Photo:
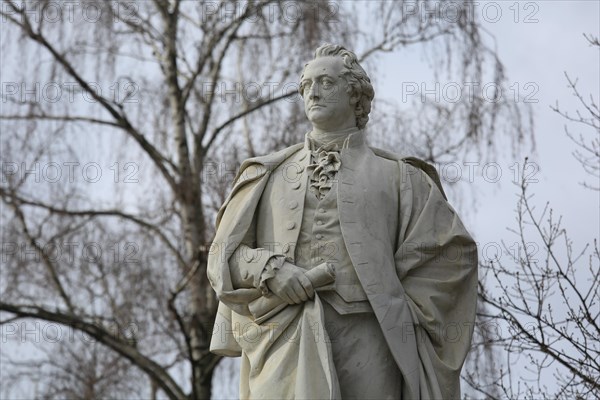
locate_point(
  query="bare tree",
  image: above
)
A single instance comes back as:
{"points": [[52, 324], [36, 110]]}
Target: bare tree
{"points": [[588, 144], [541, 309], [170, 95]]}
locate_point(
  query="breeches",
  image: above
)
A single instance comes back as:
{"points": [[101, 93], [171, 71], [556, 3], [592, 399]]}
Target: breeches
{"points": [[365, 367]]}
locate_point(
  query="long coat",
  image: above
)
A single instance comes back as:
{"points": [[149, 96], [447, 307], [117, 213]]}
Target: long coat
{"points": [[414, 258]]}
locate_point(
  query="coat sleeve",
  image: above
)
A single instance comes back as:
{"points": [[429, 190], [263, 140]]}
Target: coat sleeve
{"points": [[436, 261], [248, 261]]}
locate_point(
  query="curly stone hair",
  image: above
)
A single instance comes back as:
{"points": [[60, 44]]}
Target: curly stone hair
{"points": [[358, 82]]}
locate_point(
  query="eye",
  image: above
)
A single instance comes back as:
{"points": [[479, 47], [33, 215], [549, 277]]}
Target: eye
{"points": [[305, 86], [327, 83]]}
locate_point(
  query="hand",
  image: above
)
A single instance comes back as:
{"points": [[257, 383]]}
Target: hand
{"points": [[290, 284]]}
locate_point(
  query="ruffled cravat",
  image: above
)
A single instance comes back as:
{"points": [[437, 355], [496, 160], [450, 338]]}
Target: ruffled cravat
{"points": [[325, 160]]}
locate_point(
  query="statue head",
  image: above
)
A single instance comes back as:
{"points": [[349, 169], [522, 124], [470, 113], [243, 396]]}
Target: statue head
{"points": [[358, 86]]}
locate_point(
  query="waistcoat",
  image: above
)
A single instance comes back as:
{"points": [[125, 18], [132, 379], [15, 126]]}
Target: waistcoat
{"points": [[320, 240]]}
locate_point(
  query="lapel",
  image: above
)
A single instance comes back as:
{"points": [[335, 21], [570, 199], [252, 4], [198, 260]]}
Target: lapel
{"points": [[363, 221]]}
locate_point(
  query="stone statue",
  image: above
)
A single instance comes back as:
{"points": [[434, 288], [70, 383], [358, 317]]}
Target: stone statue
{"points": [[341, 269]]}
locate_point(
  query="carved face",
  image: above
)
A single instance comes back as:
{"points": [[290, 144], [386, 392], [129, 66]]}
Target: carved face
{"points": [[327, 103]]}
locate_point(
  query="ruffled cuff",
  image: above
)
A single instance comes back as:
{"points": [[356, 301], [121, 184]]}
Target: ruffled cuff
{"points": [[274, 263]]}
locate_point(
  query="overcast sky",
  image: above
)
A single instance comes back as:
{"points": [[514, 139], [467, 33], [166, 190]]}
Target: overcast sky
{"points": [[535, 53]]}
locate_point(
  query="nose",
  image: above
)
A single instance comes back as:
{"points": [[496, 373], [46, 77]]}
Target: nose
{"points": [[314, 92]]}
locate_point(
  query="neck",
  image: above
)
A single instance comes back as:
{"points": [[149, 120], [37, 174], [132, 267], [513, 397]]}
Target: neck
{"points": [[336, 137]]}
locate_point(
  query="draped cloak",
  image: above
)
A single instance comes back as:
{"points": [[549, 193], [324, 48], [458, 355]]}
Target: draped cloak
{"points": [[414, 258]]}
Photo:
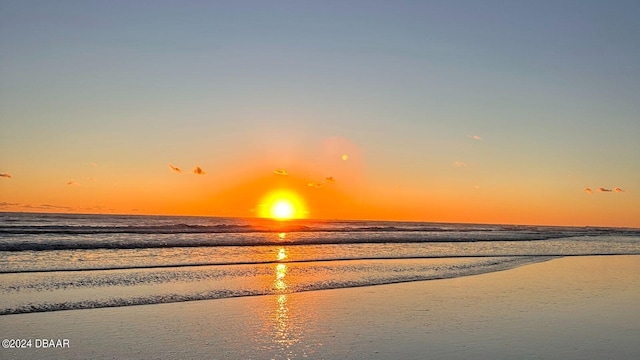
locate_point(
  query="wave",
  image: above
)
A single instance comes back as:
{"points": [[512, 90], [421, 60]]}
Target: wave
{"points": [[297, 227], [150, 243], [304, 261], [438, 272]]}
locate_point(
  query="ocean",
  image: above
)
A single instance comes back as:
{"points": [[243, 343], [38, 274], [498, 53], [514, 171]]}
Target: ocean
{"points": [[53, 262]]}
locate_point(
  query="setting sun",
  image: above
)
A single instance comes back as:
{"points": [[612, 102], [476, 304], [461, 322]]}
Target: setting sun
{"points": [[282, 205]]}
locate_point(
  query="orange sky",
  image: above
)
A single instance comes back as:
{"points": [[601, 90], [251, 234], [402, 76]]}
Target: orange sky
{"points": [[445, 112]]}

→ **Direction**: Copy out each line of the material above that contains the word "sleeve".

→ **Output for this task**:
  query="coat sleeve",
Target: coat sleeve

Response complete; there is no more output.